Text provided ->
JHTA secretariat struggling to stay afloat
Outgoing Jamaica Hotel and Tourist Association (JHTA) President Omar Robinson is bemoaning the stranglehold the COVID-19 virus has had on the financial health and operations of his organisation.
Speaking at the JHTA annual general meeting, which was held online on Friday morning, Robinson said the major means of income for the organisation have started to dry up.
“Our financial situation at the JHTA is of utmost concern for our survival. One of our major revenue sources, proceeds from the Our Jamaica book, has dried up in response to the COVID-19 protocol of removing books/magazines from guest rooms,” Robinson said.
“Secondly, due to the pandemic, we have delayed the annual billing for membership dues, which usually is done in March/April of each year. We have subsequently issued invoices since mid-August, offering discounts for early payment,” he added.
He said that as a consequence, a payment plan was being offered to members who have been experiencing financial difficulties to finance their dues, in order to enable the organisation to operate its secretariat and continue to advocate on their behalf.

Records ->
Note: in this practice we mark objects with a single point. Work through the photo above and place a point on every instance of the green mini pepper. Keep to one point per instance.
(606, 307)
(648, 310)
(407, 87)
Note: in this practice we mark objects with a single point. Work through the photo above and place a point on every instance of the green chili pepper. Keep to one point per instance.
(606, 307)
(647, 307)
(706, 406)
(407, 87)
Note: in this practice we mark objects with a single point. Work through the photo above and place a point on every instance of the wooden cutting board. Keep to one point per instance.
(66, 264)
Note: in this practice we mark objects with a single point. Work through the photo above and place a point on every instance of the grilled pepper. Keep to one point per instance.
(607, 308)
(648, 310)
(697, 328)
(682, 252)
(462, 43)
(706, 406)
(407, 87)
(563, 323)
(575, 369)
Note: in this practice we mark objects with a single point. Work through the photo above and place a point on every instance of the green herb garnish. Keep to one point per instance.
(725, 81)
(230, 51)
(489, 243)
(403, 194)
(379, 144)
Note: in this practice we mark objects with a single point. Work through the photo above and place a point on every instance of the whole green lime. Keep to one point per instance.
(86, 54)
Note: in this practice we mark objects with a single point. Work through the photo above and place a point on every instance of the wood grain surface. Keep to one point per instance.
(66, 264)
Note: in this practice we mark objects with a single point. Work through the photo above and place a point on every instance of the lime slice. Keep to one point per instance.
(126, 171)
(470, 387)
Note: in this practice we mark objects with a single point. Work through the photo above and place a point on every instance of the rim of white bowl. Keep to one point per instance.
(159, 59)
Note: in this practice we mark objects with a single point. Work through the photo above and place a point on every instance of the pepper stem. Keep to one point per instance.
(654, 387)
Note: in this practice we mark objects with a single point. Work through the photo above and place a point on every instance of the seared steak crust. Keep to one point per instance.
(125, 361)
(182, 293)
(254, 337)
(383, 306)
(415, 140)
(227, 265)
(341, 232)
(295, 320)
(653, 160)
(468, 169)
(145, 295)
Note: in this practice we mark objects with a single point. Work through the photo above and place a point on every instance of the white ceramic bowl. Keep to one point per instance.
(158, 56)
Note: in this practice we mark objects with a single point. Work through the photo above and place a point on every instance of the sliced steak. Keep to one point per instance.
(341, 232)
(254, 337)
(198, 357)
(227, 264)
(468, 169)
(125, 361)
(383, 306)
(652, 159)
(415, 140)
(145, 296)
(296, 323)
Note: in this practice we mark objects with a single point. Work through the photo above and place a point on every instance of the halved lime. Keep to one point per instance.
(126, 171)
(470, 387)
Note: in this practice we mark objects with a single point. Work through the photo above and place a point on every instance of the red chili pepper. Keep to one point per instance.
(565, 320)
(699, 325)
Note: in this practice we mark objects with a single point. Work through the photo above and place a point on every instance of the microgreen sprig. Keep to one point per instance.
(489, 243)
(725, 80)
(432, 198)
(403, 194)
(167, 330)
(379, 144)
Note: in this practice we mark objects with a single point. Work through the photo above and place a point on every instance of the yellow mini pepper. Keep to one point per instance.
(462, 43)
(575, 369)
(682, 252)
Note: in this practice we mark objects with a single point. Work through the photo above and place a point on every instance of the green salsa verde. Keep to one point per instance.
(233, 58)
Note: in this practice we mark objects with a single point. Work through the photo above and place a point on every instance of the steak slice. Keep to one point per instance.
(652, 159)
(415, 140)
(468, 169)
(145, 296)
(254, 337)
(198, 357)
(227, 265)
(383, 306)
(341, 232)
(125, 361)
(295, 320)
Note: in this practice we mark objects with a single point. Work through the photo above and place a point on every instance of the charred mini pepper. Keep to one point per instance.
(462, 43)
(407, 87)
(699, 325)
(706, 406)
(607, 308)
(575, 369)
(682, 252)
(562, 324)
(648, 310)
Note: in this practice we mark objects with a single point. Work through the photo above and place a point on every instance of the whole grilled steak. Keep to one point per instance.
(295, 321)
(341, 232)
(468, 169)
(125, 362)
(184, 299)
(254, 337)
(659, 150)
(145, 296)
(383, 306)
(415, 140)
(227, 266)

What the task asks -> How would you render this sentence from the JHTA article in Spanish: "Speaking at the JHTA annual general meeting, which was held online on Friday morning, Robinson said the major means of income for the organisation have started to dry up." These rows come from a different source than the JHTA article.

Exercise solution -> Durante su intervención en la asamblea general anual de la JHTA, celebrada en línea el viernes por la mañana, Robinson dijo que las principales fuentes de ingresos de la organización han comenzado a agotarse.